Rows of named-object points:
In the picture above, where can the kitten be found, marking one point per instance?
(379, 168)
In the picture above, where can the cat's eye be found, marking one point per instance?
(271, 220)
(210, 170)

*DIRECTION*
Pull out every line of the rows above and reproduce each one word for word.

*ANSWER FOR THIS EXERCISE*
In the picture above, where can the kitten be found, marking one point per instance?
(379, 168)
In the picture above, where can the cat's eye be found, marking one point per instance?
(271, 220)
(210, 170)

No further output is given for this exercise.